▶ Directions
The records below are to be quoted in full; please keep every word exact.

▶ Input rows
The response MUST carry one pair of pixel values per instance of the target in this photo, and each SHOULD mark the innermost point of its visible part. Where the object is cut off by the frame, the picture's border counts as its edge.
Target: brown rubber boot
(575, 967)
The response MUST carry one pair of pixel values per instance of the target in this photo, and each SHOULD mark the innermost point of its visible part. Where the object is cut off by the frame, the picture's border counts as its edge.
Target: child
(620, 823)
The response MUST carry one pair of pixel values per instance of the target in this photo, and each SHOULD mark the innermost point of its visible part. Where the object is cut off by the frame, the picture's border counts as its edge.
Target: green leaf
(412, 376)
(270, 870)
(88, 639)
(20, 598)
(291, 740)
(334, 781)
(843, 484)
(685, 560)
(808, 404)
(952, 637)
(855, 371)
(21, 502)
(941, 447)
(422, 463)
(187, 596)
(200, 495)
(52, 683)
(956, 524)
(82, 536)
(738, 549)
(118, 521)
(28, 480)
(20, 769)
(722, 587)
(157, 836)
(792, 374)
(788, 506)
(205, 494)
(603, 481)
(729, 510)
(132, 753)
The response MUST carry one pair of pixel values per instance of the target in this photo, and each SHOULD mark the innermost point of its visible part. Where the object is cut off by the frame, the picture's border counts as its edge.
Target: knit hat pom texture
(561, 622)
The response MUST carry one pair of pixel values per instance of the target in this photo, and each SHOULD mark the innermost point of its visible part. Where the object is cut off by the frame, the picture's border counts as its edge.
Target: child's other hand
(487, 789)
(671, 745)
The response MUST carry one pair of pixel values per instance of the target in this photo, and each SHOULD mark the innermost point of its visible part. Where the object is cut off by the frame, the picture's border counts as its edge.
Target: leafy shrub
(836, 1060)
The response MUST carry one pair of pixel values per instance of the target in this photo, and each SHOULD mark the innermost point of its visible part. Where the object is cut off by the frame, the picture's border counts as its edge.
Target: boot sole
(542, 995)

▶ Solved problem
The response MUST carry one pair of pixel values per instance of the target in this photo, and each SHOULD mark the innermost point of its visible part. Where the object is cut off by the frame, the picture's border counts as its edge.
Target: brown rubber boot
(575, 967)
The response MUST carry one pair of pixel values per instance of the target in this photo, and each SHOULD mark the innermost point of its visible part. Where the object is cut off by the frame, the picture's border counts as its edge.
Target: child
(620, 823)
The response MUST carry one pair of pixel values per instance of the target in this photo, and each SHOULD mark the innermost point of its visible part. Where the object is cut off by the frame, the picture's border counts as its edge.
Target: green leaf
(412, 376)
(270, 870)
(88, 639)
(20, 598)
(291, 740)
(334, 781)
(843, 484)
(685, 560)
(808, 404)
(952, 637)
(855, 371)
(21, 502)
(941, 447)
(422, 463)
(187, 596)
(200, 495)
(52, 683)
(956, 524)
(82, 536)
(738, 549)
(118, 521)
(28, 480)
(20, 769)
(722, 587)
(157, 836)
(792, 374)
(788, 506)
(205, 494)
(603, 481)
(729, 510)
(132, 753)
The response MUST carry one pair of pixel values per instance of the target in this photo, and each SHOULD mark the innermost point of its visible part. Where the object is cut off by the frame, the picture's border counts as its edge.
Target: knit hat pom texture
(561, 622)
The response MUST carry one pair of pixel values per instance of the target in this photo, and each SHOULD mark the innermost point of its visible part. Where the object is cut off by the frame, the picture's border counts as its edge.
Target: child's other hand
(487, 789)
(671, 745)
The response MUST carry one pair of pixel values per instance of the target in this photo, and each SHOULD mark the innermost point of its visible part. Where the object is cut off by the frame, the picture's border counts as its edge.
Target: leafy shrub
(836, 1060)
The response MUST carry one pair of pixel values per instance of the target in this photo, and each SHOULD mark the innermost point of its visible part. Where the object is cut off by the frame, the picture's border counts as its edge.
Target: boot sole
(542, 995)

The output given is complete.